>> BEGIN Provided records

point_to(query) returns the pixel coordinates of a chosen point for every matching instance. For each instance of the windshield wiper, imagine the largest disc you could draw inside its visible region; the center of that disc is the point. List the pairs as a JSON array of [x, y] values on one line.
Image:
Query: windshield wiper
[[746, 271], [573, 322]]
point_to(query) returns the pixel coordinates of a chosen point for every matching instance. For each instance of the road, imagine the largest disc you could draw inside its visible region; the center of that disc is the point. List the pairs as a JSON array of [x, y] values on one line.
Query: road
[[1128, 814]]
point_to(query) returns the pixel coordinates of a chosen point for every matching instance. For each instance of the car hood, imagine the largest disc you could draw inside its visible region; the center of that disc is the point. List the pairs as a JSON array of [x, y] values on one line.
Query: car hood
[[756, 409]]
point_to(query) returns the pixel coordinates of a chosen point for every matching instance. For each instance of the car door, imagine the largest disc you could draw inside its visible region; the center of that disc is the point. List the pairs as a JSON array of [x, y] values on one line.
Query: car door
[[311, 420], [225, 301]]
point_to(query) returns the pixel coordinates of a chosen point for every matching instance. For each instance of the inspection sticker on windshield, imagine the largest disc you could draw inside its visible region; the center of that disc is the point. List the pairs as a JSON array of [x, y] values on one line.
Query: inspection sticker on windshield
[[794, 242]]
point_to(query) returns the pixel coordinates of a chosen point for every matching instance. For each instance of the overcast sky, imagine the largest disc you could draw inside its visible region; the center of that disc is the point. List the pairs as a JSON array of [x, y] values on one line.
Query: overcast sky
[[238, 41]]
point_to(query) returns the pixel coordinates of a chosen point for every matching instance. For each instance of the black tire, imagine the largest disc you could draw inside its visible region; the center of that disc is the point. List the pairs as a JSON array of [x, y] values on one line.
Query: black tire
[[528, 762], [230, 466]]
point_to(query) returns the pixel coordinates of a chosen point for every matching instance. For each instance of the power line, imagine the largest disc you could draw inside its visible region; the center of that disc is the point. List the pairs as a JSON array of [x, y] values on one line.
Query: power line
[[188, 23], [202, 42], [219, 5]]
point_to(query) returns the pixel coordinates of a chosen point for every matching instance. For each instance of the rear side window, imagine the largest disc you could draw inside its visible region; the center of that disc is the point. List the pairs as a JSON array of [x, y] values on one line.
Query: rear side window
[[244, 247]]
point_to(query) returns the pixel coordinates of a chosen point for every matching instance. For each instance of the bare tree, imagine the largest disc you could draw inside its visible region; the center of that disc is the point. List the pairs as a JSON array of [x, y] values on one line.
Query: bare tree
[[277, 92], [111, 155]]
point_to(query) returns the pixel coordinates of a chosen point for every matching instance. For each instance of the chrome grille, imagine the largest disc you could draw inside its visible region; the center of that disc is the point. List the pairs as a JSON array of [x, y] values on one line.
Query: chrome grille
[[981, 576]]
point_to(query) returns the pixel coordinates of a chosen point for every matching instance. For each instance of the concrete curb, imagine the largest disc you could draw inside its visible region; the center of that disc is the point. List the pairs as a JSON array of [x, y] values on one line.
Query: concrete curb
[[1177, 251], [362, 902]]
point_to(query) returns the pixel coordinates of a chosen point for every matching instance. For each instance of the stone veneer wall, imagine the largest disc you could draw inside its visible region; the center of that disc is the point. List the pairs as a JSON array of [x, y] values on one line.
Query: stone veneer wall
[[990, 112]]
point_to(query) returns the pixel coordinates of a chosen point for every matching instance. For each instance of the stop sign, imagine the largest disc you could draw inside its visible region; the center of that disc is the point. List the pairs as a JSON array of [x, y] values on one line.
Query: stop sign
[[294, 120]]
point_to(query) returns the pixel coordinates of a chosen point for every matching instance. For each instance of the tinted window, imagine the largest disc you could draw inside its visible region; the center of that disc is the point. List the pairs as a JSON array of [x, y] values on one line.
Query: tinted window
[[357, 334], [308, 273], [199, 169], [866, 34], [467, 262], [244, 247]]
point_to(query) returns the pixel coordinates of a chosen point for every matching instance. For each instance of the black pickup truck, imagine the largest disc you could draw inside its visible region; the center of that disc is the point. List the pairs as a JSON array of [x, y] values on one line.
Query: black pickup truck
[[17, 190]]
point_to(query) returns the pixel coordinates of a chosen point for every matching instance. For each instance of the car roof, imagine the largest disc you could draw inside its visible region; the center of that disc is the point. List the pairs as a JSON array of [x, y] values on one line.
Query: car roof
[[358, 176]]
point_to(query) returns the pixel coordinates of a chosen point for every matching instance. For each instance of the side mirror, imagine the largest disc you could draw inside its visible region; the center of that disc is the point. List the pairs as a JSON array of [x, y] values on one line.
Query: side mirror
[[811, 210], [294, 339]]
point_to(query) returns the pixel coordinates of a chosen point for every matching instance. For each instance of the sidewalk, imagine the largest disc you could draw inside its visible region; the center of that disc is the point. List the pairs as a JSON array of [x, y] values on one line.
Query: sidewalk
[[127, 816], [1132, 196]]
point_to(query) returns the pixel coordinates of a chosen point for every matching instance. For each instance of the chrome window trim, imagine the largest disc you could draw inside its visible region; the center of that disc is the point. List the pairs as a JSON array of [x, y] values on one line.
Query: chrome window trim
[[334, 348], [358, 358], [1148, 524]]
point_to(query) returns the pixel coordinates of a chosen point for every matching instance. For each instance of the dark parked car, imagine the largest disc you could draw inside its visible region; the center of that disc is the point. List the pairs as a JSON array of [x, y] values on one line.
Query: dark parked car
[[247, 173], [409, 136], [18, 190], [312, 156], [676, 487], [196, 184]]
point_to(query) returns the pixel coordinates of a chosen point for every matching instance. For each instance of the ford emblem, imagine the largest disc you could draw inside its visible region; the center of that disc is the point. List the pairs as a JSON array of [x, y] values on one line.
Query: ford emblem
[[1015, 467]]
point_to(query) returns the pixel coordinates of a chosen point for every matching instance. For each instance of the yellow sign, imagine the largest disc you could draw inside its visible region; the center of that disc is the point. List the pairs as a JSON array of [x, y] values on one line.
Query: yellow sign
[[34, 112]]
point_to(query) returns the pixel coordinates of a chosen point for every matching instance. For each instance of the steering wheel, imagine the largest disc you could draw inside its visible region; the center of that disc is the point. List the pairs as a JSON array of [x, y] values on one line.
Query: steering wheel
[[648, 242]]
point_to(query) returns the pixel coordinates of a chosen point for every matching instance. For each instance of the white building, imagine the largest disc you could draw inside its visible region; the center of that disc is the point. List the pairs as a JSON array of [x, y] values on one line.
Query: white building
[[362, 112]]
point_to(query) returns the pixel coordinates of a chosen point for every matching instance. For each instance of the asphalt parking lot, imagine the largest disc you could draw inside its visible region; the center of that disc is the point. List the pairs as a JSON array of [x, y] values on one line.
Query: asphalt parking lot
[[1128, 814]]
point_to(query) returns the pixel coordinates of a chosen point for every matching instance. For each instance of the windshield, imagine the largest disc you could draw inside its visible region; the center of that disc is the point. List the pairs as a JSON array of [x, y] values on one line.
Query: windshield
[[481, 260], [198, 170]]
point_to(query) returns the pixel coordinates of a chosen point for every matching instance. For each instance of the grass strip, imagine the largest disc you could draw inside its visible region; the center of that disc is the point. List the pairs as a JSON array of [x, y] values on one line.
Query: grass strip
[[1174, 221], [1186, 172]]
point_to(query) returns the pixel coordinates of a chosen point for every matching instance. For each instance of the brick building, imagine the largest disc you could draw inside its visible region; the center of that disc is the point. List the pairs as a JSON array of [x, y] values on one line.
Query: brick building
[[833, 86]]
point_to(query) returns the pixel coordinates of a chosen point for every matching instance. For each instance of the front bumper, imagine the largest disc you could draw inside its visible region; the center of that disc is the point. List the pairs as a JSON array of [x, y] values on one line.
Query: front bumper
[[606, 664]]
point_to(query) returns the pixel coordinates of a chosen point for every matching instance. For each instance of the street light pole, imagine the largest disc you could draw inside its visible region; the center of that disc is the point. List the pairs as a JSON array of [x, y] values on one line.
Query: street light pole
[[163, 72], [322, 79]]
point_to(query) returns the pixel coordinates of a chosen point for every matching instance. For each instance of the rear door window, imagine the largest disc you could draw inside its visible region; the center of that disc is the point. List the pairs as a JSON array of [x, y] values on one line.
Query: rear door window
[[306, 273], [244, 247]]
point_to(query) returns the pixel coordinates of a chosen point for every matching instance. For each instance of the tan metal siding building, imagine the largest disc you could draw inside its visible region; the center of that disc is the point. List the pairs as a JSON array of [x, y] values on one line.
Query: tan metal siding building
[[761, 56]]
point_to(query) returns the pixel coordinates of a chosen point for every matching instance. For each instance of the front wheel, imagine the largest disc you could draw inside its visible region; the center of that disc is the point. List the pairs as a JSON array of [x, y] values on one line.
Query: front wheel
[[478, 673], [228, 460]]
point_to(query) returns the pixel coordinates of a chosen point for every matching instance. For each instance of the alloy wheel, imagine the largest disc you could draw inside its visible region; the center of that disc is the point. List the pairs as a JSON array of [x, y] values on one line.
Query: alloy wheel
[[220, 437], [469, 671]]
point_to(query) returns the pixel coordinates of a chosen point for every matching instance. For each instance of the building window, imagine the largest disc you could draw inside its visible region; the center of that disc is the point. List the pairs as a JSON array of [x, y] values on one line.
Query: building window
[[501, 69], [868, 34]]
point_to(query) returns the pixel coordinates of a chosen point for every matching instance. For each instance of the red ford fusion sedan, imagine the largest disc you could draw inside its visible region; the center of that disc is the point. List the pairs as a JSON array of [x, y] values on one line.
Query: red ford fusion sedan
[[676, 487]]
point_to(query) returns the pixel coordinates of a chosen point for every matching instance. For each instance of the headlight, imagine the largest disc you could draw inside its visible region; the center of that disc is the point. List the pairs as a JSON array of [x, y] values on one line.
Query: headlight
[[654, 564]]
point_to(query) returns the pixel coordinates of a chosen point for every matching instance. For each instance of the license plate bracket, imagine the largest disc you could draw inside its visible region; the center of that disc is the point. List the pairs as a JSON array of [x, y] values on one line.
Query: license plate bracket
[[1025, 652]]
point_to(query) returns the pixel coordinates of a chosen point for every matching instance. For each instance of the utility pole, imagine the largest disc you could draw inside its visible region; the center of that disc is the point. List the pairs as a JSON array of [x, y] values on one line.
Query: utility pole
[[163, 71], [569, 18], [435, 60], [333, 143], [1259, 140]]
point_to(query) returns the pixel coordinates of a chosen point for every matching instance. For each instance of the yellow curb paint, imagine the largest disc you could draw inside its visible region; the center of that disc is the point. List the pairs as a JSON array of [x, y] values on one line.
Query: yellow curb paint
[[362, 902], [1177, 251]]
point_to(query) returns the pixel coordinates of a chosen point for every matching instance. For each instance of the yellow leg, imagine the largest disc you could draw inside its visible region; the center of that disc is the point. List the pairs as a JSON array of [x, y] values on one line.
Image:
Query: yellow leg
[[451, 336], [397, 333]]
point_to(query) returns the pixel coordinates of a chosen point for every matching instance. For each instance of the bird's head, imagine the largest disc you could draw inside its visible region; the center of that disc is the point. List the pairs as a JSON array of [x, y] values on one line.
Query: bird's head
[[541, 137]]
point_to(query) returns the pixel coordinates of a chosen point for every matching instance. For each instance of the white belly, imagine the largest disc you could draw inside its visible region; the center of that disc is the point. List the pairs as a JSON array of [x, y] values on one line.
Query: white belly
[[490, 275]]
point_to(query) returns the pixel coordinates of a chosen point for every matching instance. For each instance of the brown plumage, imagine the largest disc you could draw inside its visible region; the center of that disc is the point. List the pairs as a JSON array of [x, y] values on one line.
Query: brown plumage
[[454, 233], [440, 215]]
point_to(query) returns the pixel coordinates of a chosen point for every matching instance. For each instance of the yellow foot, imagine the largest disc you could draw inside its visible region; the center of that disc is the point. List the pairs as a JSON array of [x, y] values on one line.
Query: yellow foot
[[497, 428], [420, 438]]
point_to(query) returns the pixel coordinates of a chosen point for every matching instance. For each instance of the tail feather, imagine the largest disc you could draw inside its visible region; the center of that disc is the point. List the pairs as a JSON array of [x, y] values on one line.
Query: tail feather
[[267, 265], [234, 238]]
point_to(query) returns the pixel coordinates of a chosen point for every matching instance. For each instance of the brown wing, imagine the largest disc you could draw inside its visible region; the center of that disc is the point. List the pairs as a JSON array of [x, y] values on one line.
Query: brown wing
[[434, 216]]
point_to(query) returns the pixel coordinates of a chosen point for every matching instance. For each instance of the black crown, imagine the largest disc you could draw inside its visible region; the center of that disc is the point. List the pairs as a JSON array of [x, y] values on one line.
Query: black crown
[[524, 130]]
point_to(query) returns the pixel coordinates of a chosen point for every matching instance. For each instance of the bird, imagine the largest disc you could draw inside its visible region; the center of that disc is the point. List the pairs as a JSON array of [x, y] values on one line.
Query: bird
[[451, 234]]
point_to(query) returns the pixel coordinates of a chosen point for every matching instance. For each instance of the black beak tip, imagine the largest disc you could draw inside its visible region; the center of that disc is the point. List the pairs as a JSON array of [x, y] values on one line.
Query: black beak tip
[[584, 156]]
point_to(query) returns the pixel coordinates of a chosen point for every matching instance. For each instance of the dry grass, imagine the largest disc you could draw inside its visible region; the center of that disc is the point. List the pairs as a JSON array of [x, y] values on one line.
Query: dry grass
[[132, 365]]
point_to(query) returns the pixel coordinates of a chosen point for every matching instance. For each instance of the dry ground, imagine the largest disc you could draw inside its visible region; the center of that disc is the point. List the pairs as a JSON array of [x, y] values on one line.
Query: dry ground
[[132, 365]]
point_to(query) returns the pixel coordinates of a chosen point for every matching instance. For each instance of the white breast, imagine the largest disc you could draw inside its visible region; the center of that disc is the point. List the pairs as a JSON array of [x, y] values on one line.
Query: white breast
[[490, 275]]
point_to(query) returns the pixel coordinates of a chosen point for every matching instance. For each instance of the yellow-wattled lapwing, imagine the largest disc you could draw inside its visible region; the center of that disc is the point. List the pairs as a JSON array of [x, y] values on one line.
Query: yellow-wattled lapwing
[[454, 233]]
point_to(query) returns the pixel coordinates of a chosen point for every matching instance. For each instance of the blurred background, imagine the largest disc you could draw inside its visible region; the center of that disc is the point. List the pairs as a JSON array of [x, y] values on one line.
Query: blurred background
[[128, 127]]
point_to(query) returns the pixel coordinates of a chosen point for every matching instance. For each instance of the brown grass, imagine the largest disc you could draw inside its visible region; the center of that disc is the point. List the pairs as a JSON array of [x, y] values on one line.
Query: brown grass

>> END Provided records

Task brief: Put the material starting at the line containing "of the ford" and ending at the line containing "[[648, 242]]" into a two-column CSV with the headers input and output. Give one row for each text and its answer, with each value in a single quoted field and line breaks replaced by spaces.

Written solution:
input,output
"point_to(query) returns the pixel coordinates of a chosen point for every matching instance. For each instance of the ford emblem, imagine the largest disc you could draw inside its visible region; the center of that disc is the point. List the pairs as a JSON array of [x, y] values on one line. Query: ford emblem","[[1015, 467]]"
"point_to(query) returns the pixel coordinates of a chosen point for every matching instance. For each instance of the yellow sign, imagine the largest disc you could draw inside its visible region; the center of that disc is the point. List the pairs as a JSON array of [x, y] values on one line. Query: yellow sign","[[34, 112]]"
"point_to(query) returns the pixel coordinates of a chosen point for every matching instance. For each instance of the steering wheel, imagine the largest disc you could draw inside its visible region; the center of that disc is the point. List the pairs as a JSON array of [x, y] values on one line. Query: steering wheel","[[648, 242]]"